§ **TASK MATERIAL**
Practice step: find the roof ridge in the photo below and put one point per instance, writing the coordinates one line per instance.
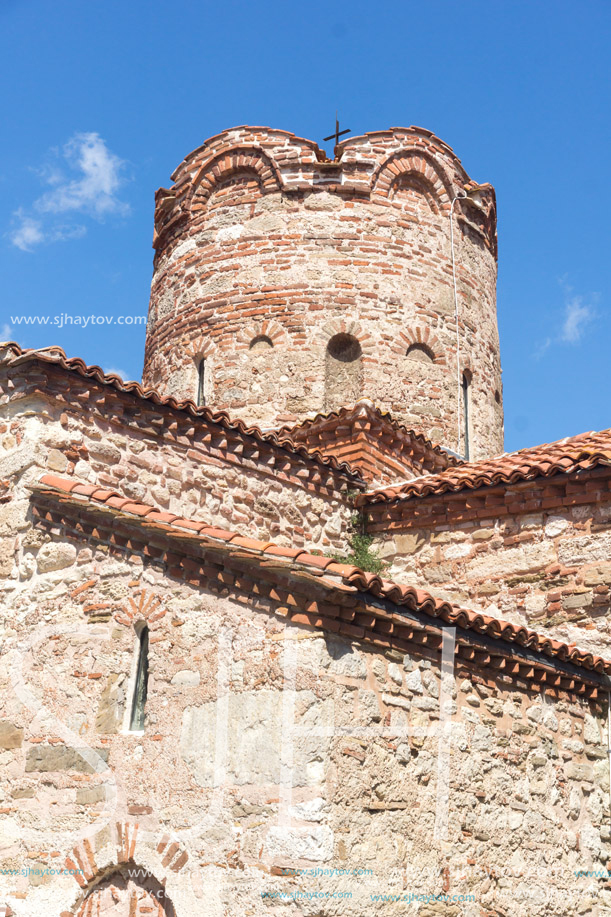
(563, 456)
(318, 564)
(56, 355)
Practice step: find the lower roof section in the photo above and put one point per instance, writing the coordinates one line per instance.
(315, 590)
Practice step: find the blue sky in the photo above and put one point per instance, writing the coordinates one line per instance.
(102, 100)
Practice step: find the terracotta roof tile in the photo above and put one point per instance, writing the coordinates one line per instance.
(372, 440)
(351, 576)
(15, 355)
(562, 457)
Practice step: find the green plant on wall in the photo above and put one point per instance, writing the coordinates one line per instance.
(361, 552)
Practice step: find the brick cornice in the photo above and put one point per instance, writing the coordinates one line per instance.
(314, 590)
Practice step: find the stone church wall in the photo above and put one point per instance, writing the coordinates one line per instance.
(275, 761)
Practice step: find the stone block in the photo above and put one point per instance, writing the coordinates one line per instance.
(55, 556)
(46, 758)
(11, 736)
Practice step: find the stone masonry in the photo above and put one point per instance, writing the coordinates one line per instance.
(271, 643)
(282, 270)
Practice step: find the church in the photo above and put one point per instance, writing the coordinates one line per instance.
(284, 630)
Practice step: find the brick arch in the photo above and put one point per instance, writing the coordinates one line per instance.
(145, 606)
(411, 162)
(231, 162)
(345, 326)
(423, 336)
(100, 857)
(271, 329)
(200, 348)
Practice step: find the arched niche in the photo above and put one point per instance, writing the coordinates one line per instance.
(127, 892)
(343, 371)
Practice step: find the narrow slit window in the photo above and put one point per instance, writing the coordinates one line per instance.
(136, 722)
(201, 379)
(465, 401)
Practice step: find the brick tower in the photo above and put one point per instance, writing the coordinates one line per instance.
(287, 284)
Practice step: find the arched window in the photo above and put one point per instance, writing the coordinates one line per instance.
(122, 895)
(261, 342)
(201, 380)
(421, 353)
(136, 719)
(466, 405)
(343, 371)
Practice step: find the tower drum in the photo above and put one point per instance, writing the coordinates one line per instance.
(287, 284)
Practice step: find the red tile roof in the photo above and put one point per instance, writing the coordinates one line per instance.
(566, 456)
(372, 441)
(330, 573)
(15, 355)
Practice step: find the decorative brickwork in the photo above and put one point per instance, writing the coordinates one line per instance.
(260, 229)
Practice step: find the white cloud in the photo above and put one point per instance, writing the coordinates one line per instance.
(98, 179)
(85, 177)
(28, 233)
(577, 315)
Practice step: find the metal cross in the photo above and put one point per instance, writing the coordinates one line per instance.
(337, 133)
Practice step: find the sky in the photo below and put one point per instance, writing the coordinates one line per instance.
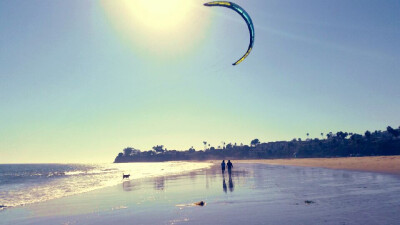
(81, 80)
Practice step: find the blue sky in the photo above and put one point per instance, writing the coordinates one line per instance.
(80, 80)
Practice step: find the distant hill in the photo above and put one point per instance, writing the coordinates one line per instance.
(341, 144)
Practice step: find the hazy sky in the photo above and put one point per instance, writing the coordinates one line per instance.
(81, 80)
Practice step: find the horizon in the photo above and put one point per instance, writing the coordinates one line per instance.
(80, 82)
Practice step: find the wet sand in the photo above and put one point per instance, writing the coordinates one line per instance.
(253, 194)
(381, 164)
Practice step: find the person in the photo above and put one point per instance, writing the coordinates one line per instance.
(230, 165)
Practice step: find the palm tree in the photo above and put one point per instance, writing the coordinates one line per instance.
(205, 145)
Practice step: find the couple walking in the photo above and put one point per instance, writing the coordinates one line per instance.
(229, 165)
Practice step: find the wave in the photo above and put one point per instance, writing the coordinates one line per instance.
(46, 182)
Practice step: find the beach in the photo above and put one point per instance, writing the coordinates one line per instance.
(255, 193)
(380, 164)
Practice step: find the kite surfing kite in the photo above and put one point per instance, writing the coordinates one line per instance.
(245, 16)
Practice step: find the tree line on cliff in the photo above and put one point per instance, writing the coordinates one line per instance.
(339, 144)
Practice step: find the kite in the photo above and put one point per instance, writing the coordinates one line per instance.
(245, 16)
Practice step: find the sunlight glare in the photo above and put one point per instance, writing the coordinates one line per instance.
(166, 28)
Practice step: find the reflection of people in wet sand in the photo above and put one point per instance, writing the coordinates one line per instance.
(231, 186)
(224, 184)
(223, 166)
(230, 165)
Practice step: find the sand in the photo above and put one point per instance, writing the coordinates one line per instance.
(254, 194)
(381, 164)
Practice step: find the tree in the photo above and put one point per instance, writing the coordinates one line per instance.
(392, 131)
(255, 142)
(128, 151)
(367, 134)
(159, 148)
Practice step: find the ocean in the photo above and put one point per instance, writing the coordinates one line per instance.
(22, 184)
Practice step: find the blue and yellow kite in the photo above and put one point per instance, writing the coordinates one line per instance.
(245, 16)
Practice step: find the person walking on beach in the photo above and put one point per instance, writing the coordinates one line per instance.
(230, 165)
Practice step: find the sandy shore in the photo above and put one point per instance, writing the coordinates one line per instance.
(254, 194)
(381, 164)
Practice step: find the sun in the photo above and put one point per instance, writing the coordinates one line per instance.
(158, 27)
(160, 15)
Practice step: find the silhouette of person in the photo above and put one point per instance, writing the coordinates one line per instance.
(230, 165)
(231, 186)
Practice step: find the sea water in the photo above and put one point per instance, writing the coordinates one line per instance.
(22, 184)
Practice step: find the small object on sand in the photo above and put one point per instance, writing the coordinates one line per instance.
(201, 203)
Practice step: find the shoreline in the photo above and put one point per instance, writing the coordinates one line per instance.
(302, 195)
(376, 164)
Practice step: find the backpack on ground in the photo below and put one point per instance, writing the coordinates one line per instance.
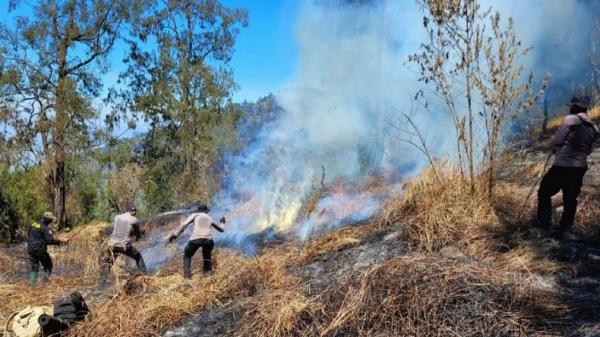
(67, 311)
(25, 322)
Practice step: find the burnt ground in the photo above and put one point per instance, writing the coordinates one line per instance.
(329, 270)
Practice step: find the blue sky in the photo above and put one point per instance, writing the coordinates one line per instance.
(265, 54)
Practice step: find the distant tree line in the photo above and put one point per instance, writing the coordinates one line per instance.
(62, 127)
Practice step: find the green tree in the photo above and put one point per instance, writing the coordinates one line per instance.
(179, 81)
(50, 65)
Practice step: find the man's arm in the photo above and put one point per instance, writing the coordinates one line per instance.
(175, 233)
(565, 127)
(221, 226)
(135, 231)
(49, 238)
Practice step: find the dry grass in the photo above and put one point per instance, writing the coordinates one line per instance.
(154, 303)
(422, 296)
(435, 215)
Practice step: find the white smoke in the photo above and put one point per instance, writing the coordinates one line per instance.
(353, 75)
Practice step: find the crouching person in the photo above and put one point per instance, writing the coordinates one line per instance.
(126, 228)
(39, 237)
(202, 237)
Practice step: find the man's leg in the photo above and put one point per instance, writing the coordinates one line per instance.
(35, 268)
(207, 247)
(132, 252)
(571, 190)
(107, 259)
(549, 186)
(188, 252)
(46, 261)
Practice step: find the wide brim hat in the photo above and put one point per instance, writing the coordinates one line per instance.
(49, 215)
(582, 102)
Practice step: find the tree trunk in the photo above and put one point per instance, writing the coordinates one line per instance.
(60, 124)
(545, 121)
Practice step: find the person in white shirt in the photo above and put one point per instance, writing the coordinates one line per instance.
(126, 229)
(202, 237)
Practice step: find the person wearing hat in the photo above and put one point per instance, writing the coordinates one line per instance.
(39, 237)
(571, 144)
(202, 237)
(126, 229)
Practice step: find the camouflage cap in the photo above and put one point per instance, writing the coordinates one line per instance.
(49, 215)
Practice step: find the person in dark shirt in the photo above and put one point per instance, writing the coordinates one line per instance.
(39, 237)
(572, 144)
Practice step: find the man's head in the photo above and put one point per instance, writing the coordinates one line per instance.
(580, 104)
(48, 217)
(132, 210)
(202, 208)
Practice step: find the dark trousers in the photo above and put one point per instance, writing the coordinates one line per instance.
(35, 258)
(567, 179)
(191, 248)
(108, 256)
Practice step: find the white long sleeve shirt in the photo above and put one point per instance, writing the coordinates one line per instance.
(202, 226)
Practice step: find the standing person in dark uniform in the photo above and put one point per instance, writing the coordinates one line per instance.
(126, 228)
(572, 144)
(39, 237)
(202, 237)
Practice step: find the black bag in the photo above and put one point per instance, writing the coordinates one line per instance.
(67, 311)
(71, 309)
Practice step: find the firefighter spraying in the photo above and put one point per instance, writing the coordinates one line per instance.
(39, 237)
(126, 229)
(202, 237)
(572, 144)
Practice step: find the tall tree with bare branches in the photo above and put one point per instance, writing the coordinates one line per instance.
(50, 63)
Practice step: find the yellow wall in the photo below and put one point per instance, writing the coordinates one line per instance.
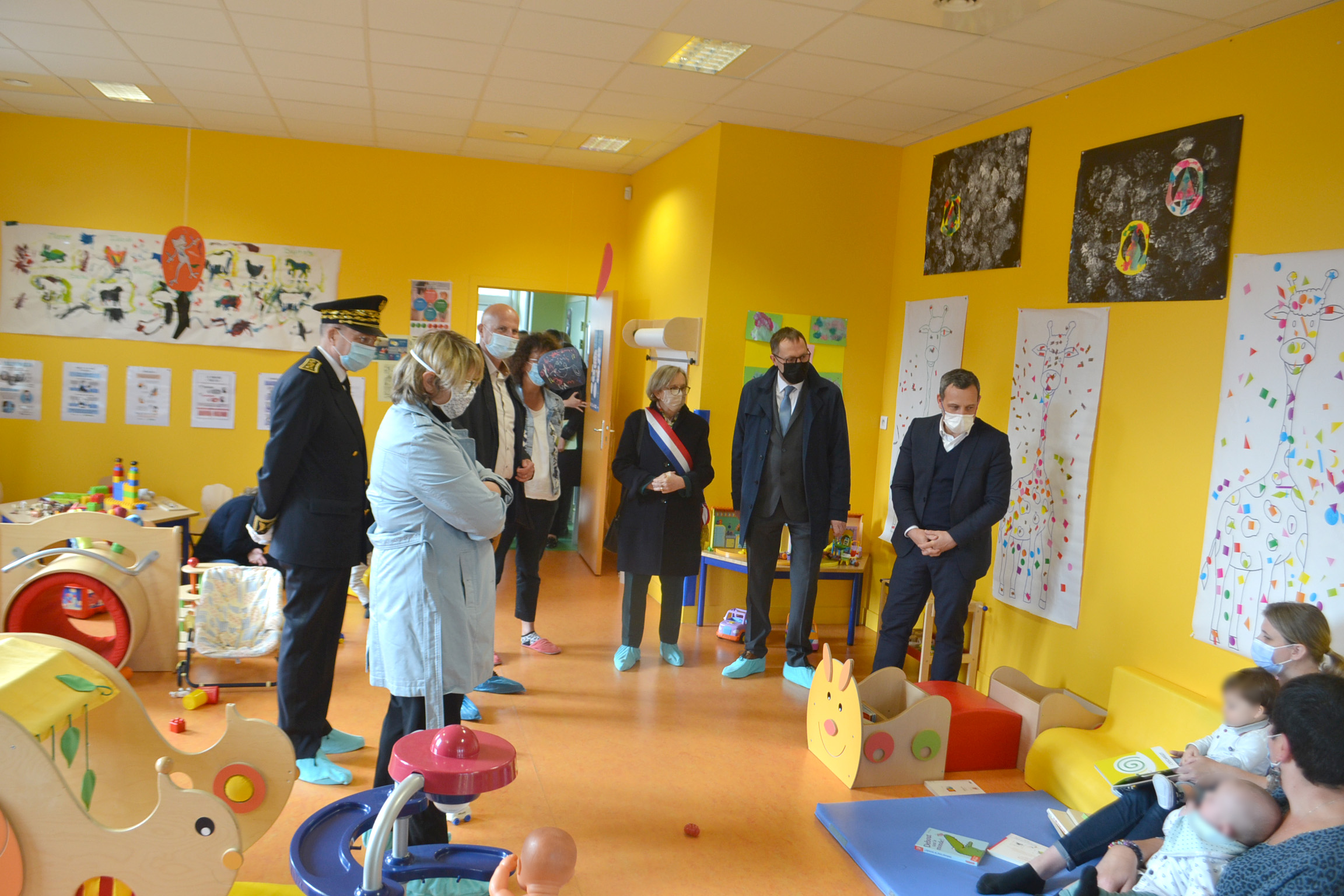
(1159, 401)
(394, 215)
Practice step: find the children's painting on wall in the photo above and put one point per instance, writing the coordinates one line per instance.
(1153, 216)
(929, 348)
(105, 284)
(1053, 421)
(1272, 526)
(976, 199)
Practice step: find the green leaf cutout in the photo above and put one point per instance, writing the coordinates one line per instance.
(70, 744)
(86, 790)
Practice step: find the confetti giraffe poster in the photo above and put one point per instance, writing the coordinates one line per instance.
(1051, 424)
(1272, 527)
(929, 348)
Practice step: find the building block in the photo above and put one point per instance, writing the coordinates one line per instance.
(983, 733)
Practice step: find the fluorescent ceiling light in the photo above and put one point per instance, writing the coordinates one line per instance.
(706, 55)
(605, 144)
(114, 90)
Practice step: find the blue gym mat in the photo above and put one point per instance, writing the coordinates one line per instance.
(881, 835)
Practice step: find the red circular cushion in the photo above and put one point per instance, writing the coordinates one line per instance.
(37, 608)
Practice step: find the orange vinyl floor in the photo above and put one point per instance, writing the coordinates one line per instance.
(621, 761)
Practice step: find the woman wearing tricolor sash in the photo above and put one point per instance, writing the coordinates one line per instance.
(663, 464)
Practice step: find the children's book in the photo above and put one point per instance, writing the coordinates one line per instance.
(1136, 766)
(954, 846)
(1016, 849)
(953, 788)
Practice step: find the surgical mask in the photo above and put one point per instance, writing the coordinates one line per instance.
(958, 424)
(1262, 654)
(501, 345)
(358, 356)
(794, 371)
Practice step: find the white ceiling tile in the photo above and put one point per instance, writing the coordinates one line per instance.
(164, 19)
(57, 12)
(81, 42)
(432, 81)
(93, 68)
(1014, 64)
(885, 42)
(1208, 33)
(1096, 27)
(533, 65)
(201, 54)
(225, 103)
(538, 93)
(592, 123)
(785, 101)
(612, 103)
(753, 117)
(848, 132)
(941, 92)
(421, 104)
(646, 14)
(441, 18)
(302, 37)
(757, 22)
(430, 52)
(417, 141)
(292, 109)
(1011, 101)
(505, 113)
(893, 116)
(827, 73)
(341, 12)
(674, 83)
(1094, 72)
(426, 124)
(577, 37)
(317, 92)
(499, 149)
(331, 132)
(207, 80)
(310, 68)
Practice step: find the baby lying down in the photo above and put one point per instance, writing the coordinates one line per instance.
(1200, 840)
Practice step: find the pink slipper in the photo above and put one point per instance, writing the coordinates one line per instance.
(541, 645)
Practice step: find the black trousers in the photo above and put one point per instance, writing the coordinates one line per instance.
(405, 716)
(913, 578)
(804, 567)
(636, 602)
(531, 546)
(315, 608)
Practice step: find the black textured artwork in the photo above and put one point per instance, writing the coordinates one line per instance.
(976, 198)
(1153, 216)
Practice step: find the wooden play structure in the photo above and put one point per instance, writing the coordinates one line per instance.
(250, 769)
(131, 569)
(879, 731)
(1041, 708)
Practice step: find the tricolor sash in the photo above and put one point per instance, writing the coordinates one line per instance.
(667, 441)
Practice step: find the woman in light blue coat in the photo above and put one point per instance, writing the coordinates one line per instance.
(432, 586)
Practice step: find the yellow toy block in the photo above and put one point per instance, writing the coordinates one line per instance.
(1144, 711)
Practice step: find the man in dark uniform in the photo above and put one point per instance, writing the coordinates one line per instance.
(311, 508)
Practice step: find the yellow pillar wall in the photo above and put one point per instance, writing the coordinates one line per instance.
(1159, 398)
(394, 215)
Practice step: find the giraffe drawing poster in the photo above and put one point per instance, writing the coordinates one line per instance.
(1051, 422)
(1272, 527)
(101, 284)
(929, 348)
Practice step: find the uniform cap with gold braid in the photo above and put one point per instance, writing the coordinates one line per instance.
(360, 313)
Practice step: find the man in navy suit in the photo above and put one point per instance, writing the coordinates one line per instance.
(951, 487)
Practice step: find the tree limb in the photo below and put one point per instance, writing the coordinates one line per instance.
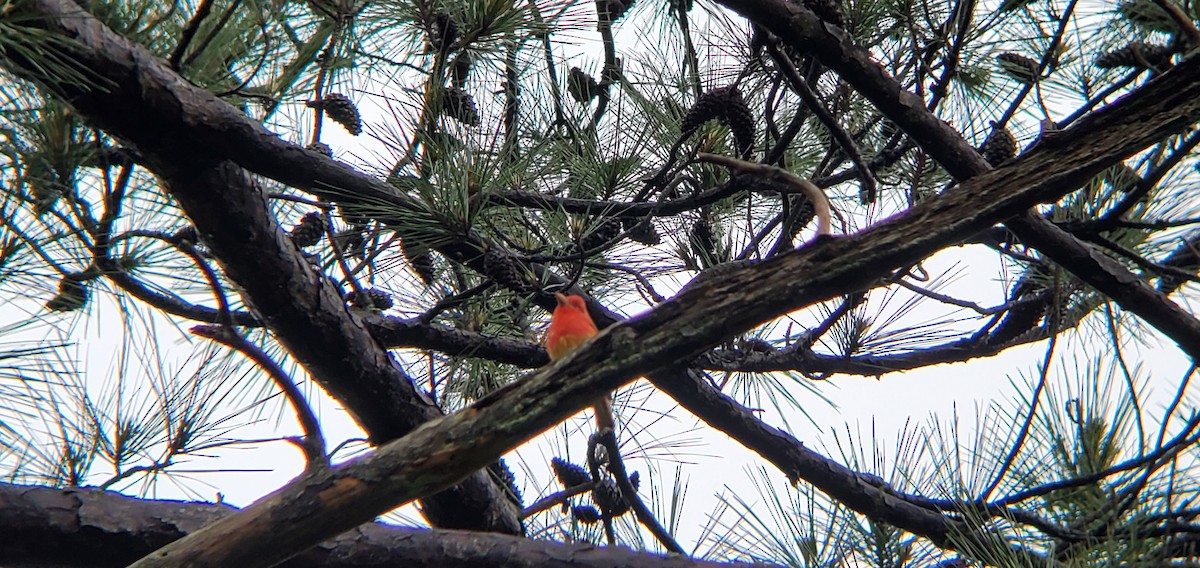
(90, 528)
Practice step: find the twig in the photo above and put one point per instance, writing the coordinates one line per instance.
(454, 300)
(955, 302)
(556, 498)
(802, 88)
(1182, 21)
(190, 30)
(815, 195)
(641, 277)
(313, 443)
(617, 467)
(1029, 422)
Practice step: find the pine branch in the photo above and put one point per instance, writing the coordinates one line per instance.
(123, 528)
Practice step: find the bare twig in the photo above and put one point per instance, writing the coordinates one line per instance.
(313, 443)
(815, 195)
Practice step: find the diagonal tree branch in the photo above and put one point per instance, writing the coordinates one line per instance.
(444, 450)
(90, 528)
(305, 312)
(1043, 174)
(803, 30)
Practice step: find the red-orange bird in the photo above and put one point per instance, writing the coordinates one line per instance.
(570, 327)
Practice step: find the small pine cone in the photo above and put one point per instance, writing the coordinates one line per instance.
(727, 105)
(1019, 67)
(370, 299)
(586, 514)
(569, 474)
(739, 120)
(421, 262)
(827, 10)
(342, 111)
(322, 148)
(756, 345)
(803, 213)
(702, 241)
(612, 10)
(441, 33)
(999, 147)
(708, 107)
(1149, 16)
(501, 471)
(607, 496)
(642, 231)
(601, 234)
(1137, 55)
(461, 70)
(309, 231)
(72, 294)
(581, 85)
(505, 271)
(460, 106)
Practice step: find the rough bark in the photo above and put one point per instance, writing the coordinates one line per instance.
(807, 33)
(132, 95)
(48, 527)
(444, 450)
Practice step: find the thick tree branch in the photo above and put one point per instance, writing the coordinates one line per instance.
(90, 528)
(444, 450)
(803, 30)
(834, 267)
(181, 130)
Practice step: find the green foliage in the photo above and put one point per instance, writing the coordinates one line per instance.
(525, 145)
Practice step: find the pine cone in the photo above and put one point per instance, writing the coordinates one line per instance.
(708, 107)
(501, 471)
(727, 105)
(72, 294)
(460, 106)
(342, 111)
(1122, 178)
(1137, 55)
(1019, 67)
(607, 496)
(441, 33)
(802, 214)
(741, 121)
(505, 271)
(370, 299)
(703, 245)
(827, 10)
(309, 231)
(322, 148)
(999, 147)
(581, 85)
(612, 10)
(569, 474)
(642, 231)
(586, 514)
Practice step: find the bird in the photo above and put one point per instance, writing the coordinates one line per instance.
(570, 326)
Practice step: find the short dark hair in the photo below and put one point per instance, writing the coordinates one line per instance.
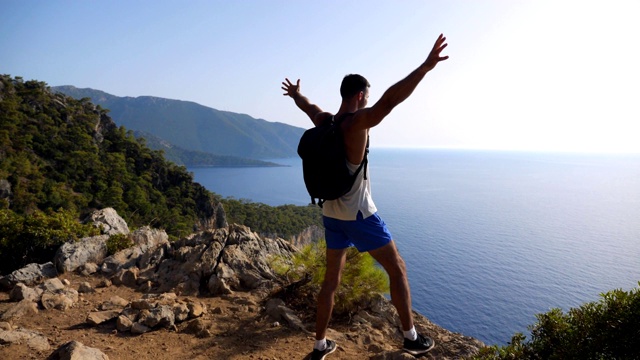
(352, 84)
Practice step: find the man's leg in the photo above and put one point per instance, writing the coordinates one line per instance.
(335, 263)
(390, 259)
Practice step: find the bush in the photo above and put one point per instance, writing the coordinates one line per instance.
(118, 242)
(304, 274)
(607, 329)
(32, 238)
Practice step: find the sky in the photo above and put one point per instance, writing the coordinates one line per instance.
(526, 75)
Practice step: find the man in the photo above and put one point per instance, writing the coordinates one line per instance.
(352, 219)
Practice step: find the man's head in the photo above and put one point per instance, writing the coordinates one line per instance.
(355, 85)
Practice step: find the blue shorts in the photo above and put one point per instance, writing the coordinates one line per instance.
(365, 234)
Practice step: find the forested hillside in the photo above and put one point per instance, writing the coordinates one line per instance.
(62, 158)
(196, 127)
(192, 158)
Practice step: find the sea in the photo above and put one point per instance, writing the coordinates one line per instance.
(490, 238)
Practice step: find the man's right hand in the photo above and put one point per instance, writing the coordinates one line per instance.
(434, 56)
(290, 89)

§ **TASK PROMPT**
Leave the pictures out and copy exactly the lines from the one that holds "Practice step: find the bird" through the last line of the material.

§ **COMPLETED TASK**
Practice step: find the bird in the photo above and put one point per instance, writing the coordinates one line per instance.
(570, 326)
Practice step: find the short dark hair in the photo below and put one point per instance, writing the coordinates one line per instance.
(352, 84)
Practice step: find the man's leg in the photo above and put one point per instance, writing the coordinates one line per instance.
(335, 263)
(390, 259)
Practice step: find the bush in the photo above and put one point per instance, writing the coordinates one line per instance.
(118, 242)
(304, 274)
(607, 329)
(32, 238)
Practice step: find the sky in the photo above and put one point per instance, writing the coordinates one line per instance.
(526, 75)
Practice step: find the man in the photo above and put one point per instance, writing the coordinates one line per instance.
(352, 219)
Practice step: find the man's head in the photo above and put one point per instance, writing the coordinates one line per instance.
(355, 85)
Practice step: find the blue shorts in the photo above and put one point per instance, writing the coordinates one line per instance.
(365, 234)
Practice step: find the forested hillside in the photo above and put one point per instance, writing the coordinates one line per instance.
(62, 158)
(196, 127)
(192, 158)
Practice step: find the sea in the photo above and put one point per instance, writing the coordinates one line per instance.
(490, 238)
Practice step: find the man's right hand in the photo above and put one point per instance, writing the coordinates one line per instance.
(434, 56)
(290, 89)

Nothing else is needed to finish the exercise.